#### Data for analysis:
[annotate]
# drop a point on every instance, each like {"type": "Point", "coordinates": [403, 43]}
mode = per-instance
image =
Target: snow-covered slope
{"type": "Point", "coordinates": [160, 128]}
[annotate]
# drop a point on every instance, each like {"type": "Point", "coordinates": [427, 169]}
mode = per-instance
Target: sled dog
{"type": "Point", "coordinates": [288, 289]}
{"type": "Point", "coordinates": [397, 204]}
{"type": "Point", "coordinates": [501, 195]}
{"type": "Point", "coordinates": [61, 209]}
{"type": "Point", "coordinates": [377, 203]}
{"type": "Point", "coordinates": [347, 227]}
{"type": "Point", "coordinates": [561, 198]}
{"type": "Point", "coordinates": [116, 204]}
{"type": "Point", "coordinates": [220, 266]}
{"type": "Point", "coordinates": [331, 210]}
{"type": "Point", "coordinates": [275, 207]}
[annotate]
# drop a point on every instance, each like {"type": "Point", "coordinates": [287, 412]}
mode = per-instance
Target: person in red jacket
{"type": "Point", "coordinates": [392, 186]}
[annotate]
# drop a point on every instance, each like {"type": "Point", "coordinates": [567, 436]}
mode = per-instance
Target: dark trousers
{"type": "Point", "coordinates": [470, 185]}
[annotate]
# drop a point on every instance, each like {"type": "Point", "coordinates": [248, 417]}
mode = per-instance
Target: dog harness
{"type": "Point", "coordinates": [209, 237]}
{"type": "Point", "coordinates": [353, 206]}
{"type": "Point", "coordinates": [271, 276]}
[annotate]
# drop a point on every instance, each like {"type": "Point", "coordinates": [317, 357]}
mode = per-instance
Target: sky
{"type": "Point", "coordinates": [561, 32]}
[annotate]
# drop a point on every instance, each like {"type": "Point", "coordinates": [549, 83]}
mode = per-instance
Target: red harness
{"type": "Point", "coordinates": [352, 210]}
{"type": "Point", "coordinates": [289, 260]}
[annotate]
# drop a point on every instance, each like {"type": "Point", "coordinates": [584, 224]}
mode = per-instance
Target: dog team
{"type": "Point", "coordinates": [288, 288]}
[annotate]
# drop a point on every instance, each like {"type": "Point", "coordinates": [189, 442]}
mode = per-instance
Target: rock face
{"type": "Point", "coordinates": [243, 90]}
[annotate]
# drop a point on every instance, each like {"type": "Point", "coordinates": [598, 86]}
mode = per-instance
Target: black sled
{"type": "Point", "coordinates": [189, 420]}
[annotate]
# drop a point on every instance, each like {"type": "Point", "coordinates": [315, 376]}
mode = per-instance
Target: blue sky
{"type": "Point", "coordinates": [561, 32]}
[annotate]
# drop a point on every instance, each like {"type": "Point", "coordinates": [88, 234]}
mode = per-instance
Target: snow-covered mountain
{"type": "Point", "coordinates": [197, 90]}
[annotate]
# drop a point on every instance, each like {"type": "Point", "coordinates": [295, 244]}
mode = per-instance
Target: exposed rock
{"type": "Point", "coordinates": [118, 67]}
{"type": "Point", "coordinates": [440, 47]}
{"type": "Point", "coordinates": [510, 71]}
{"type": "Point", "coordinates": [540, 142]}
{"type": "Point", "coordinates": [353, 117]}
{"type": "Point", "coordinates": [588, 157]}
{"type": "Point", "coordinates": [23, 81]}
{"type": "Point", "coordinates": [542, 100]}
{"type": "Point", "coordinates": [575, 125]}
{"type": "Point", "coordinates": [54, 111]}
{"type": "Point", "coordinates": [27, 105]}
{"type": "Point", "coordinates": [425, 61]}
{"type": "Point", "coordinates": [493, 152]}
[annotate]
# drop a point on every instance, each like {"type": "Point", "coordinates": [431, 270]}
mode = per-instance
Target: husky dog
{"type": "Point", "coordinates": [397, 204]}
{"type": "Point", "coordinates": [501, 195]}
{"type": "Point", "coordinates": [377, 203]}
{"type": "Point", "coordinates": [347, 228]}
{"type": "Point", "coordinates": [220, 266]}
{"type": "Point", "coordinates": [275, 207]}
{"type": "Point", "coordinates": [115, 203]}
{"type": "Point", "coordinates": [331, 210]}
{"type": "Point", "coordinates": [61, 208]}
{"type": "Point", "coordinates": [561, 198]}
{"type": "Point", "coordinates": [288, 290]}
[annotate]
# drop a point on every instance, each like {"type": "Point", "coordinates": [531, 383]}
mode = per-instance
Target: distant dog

#### Task description:
Reproduce every single entry above exactly.

#### Exercise output:
[annotate]
# drop a point on every instance, each like {"type": "Point", "coordinates": [403, 43]}
mode = per-instance
image =
Target: snow-covered slope
{"type": "Point", "coordinates": [160, 128]}
[annotate]
# drop a point on every instance, each like {"type": "Point", "coordinates": [427, 169]}
mode = per-instance
Target: sled dog
{"type": "Point", "coordinates": [288, 289]}
{"type": "Point", "coordinates": [397, 204]}
{"type": "Point", "coordinates": [501, 195]}
{"type": "Point", "coordinates": [61, 209]}
{"type": "Point", "coordinates": [377, 203]}
{"type": "Point", "coordinates": [347, 227]}
{"type": "Point", "coordinates": [561, 198]}
{"type": "Point", "coordinates": [116, 204]}
{"type": "Point", "coordinates": [220, 266]}
{"type": "Point", "coordinates": [331, 210]}
{"type": "Point", "coordinates": [275, 207]}
[annotate]
# drop a point on every instance, each like {"type": "Point", "coordinates": [287, 412]}
mode = per-instance
Target: person in red jacket
{"type": "Point", "coordinates": [392, 186]}
[annotate]
# drop a point on every instance, each like {"type": "Point", "coordinates": [567, 436]}
mode = per-instance
Target: dark trousers
{"type": "Point", "coordinates": [470, 185]}
[annotate]
# drop a point on every instance, each like {"type": "Point", "coordinates": [248, 417]}
mode = per-instance
Target: dog harness
{"type": "Point", "coordinates": [209, 237]}
{"type": "Point", "coordinates": [353, 206]}
{"type": "Point", "coordinates": [271, 276]}
[annotate]
# drop a point on every instance, each like {"type": "Point", "coordinates": [317, 357]}
mode = per-instance
Target: sky
{"type": "Point", "coordinates": [561, 32]}
[annotate]
# drop a point on every instance, each like {"type": "Point", "coordinates": [549, 83]}
mode = per-instance
Target: red harness
{"type": "Point", "coordinates": [352, 210]}
{"type": "Point", "coordinates": [289, 260]}
[annotate]
# drop a point on every instance, each like {"type": "Point", "coordinates": [584, 224]}
mode = per-instance
Target: dog team
{"type": "Point", "coordinates": [288, 288]}
[annotate]
# drop a point on every instance, each like {"type": "Point", "coordinates": [189, 442]}
mode = per-instance
Target: rock face
{"type": "Point", "coordinates": [243, 90]}
[annotate]
# drop a point on every instance, each like {"type": "Point", "coordinates": [598, 86]}
mode = per-instance
Target: black sled
{"type": "Point", "coordinates": [189, 420]}
[annotate]
# drop a point on every instance, each like {"type": "Point", "coordinates": [315, 376]}
mode = per-instance
Target: blue sky
{"type": "Point", "coordinates": [561, 32]}
[annotate]
# drop a point on every instance, each like {"type": "Point", "coordinates": [88, 234]}
mode = per-instance
Target: snow-covered mountain
{"type": "Point", "coordinates": [197, 90]}
[annotate]
# drop a point on every instance, each like {"type": "Point", "coordinates": [295, 244]}
mode = per-instance
Target: exposed rock
{"type": "Point", "coordinates": [118, 67]}
{"type": "Point", "coordinates": [440, 47]}
{"type": "Point", "coordinates": [510, 71]}
{"type": "Point", "coordinates": [540, 142]}
{"type": "Point", "coordinates": [353, 117]}
{"type": "Point", "coordinates": [588, 157]}
{"type": "Point", "coordinates": [23, 81]}
{"type": "Point", "coordinates": [542, 100]}
{"type": "Point", "coordinates": [575, 125]}
{"type": "Point", "coordinates": [54, 111]}
{"type": "Point", "coordinates": [27, 105]}
{"type": "Point", "coordinates": [425, 61]}
{"type": "Point", "coordinates": [493, 152]}
[annotate]
# drop a point on every instance, each like {"type": "Point", "coordinates": [431, 270]}
mode = per-instance
Target: husky dog
{"type": "Point", "coordinates": [397, 204]}
{"type": "Point", "coordinates": [501, 195]}
{"type": "Point", "coordinates": [377, 203]}
{"type": "Point", "coordinates": [347, 228]}
{"type": "Point", "coordinates": [220, 266]}
{"type": "Point", "coordinates": [275, 207]}
{"type": "Point", "coordinates": [115, 203]}
{"type": "Point", "coordinates": [331, 210]}
{"type": "Point", "coordinates": [61, 208]}
{"type": "Point", "coordinates": [561, 198]}
{"type": "Point", "coordinates": [288, 290]}
[annotate]
# drop a point on every instance, each like {"type": "Point", "coordinates": [531, 383]}
mode = per-instance
Target: distant dog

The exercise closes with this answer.